- [WHAT TO WORK ON]:
The entries below should be quoted exactly, with no pictures carried over.

- [Stored items]:
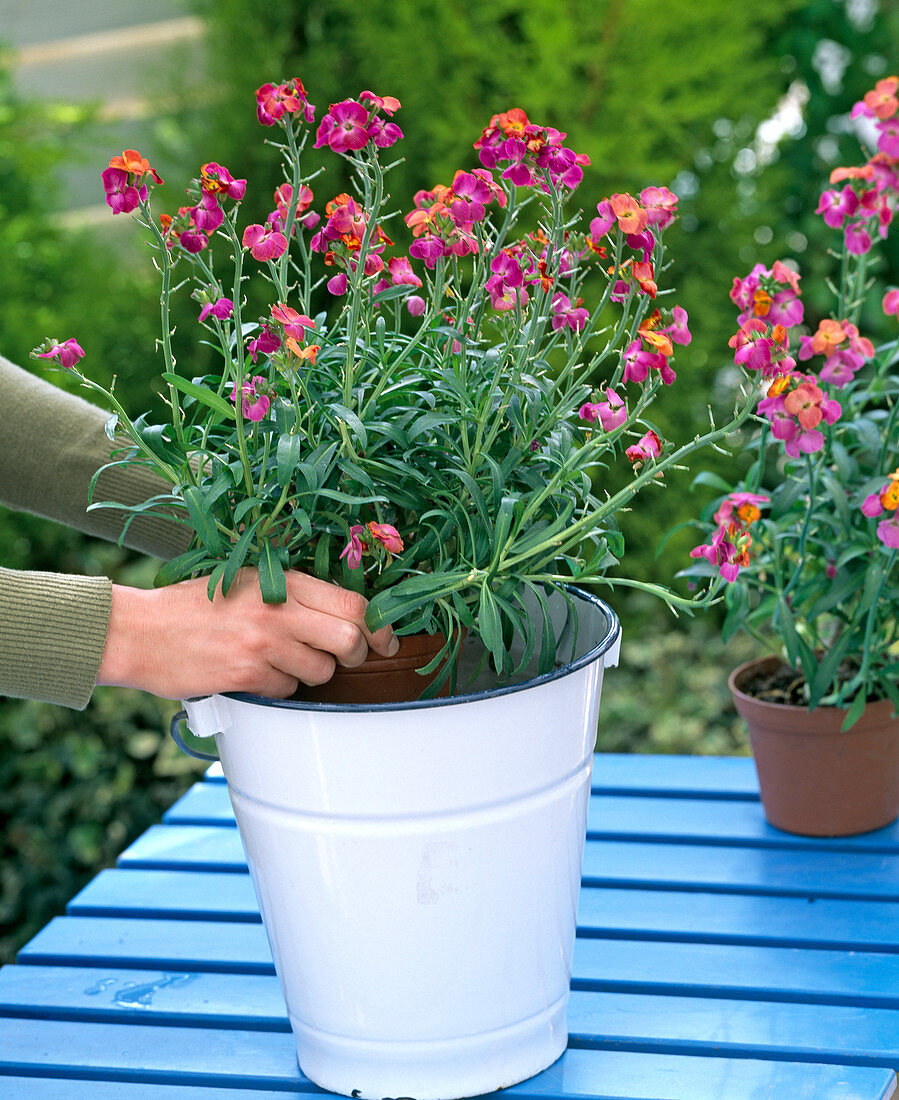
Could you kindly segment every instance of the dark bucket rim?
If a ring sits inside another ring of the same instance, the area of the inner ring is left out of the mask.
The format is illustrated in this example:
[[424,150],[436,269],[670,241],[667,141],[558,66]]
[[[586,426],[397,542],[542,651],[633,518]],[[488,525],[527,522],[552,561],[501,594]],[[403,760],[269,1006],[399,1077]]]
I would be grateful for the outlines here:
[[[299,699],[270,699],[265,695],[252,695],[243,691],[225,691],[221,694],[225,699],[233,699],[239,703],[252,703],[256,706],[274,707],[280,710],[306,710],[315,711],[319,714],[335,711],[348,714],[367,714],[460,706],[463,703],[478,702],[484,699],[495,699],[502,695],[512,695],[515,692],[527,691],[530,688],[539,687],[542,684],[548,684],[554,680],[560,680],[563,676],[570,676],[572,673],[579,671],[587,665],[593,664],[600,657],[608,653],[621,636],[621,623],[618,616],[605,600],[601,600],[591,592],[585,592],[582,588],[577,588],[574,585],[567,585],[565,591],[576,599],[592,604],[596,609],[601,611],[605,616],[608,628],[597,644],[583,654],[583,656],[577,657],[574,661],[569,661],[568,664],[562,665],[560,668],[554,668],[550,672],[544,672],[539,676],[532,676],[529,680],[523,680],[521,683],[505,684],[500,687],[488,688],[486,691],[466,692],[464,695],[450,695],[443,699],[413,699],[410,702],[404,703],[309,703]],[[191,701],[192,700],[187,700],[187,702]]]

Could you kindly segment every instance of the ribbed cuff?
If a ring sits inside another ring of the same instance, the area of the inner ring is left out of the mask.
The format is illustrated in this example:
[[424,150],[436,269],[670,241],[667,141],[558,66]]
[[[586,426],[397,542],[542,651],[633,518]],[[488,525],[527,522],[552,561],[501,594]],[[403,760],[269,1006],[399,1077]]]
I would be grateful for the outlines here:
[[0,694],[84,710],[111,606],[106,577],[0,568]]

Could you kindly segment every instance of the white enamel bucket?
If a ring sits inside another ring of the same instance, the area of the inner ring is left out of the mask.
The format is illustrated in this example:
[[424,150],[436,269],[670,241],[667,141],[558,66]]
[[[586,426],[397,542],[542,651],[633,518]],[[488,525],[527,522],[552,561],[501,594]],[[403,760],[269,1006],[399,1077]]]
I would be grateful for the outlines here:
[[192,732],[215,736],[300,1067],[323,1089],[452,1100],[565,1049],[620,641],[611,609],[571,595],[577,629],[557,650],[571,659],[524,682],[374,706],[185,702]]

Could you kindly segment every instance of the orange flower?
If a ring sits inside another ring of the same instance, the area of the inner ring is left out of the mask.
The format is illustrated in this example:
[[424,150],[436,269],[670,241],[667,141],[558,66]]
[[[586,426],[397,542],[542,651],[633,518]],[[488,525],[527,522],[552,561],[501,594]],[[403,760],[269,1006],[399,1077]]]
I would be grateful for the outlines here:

- [RESULT BELOW]:
Could you kindly segment every instance of the dark bucket rim?
If a ring sits inside another ring of the same instance, the area of the inner ring is left out of the mask.
The format is illustrated in this example:
[[424,150],[436,269],[670,241],[667,141],[558,66]]
[[[586,426],[397,542],[542,651],[633,518]],[[488,525],[527,522],[552,561],[501,594]],[[403,760],[269,1006],[399,1077]]]
I would be grateful for the outlines here:
[[[299,699],[270,699],[265,695],[252,695],[243,691],[225,691],[221,694],[225,699],[233,699],[239,703],[252,703],[256,706],[274,707],[280,710],[306,710],[315,711],[319,714],[335,711],[348,714],[367,714],[460,706],[463,703],[478,702],[484,699],[495,699],[502,695],[512,695],[515,692],[527,691],[530,688],[539,687],[542,684],[548,684],[554,680],[560,680],[563,676],[570,676],[572,673],[579,671],[587,665],[593,664],[600,657],[608,653],[621,636],[621,623],[618,616],[605,600],[601,600],[591,592],[585,592],[582,588],[577,588],[574,585],[567,585],[565,591],[576,599],[592,604],[596,609],[601,611],[605,616],[608,628],[597,644],[583,654],[583,656],[577,657],[574,661],[569,661],[568,664],[562,665],[560,668],[554,668],[550,672],[544,672],[539,676],[532,676],[529,680],[523,680],[521,683],[505,684],[500,687],[488,688],[486,691],[466,692],[464,695],[450,695],[443,699],[413,699],[410,702],[404,703],[309,703]],[[191,701],[192,700],[187,700],[187,702]]]

Could you kindly segment every instance of the ribbed cuff?
If a ring sits inside another ring of the same instance, the area of the inner ring is left out of the mask.
The format is illustrated in this example:
[[424,150],[436,269],[670,241],[667,141],[558,66]]
[[[586,426],[397,542],[542,651],[633,518]],[[488,525],[527,522],[552,561],[501,594]],[[403,760],[269,1006],[399,1077]]]
I would be grateful for the outlines here:
[[0,694],[84,710],[111,606],[106,577],[0,568]]

Could you kindly segment every instance of the white enamel bucket?
If a ring sits inside another ring of the same instance, the area of the inner ring is left out of the mask.
The format is illustrated in this example:
[[424,150],[436,269],[670,241],[667,141],[558,66]]
[[[586,426],[397,542],[542,651],[633,518]],[[488,525],[527,522],[552,561],[501,594]],[[403,760],[269,1006],[399,1077]]]
I would be grateful for the outlines here:
[[192,732],[215,736],[300,1067],[323,1089],[452,1100],[565,1049],[620,641],[611,609],[571,595],[577,629],[557,650],[571,659],[524,682],[374,706],[185,702]]

Could you kindly segment every instance of the orange flower?
If a ring sits inside another ring of the same instance, the area of the inner ring is left out of the mask.
The format is illustrated in this example:
[[424,150],[436,269],[670,241],[667,141],[558,66]]
[[[586,426],[397,542],[542,651],[633,518]],[[488,525],[527,522],[552,561],[501,594]],[[403,760],[269,1006],[399,1077]]]
I would be grateful for the outlines here:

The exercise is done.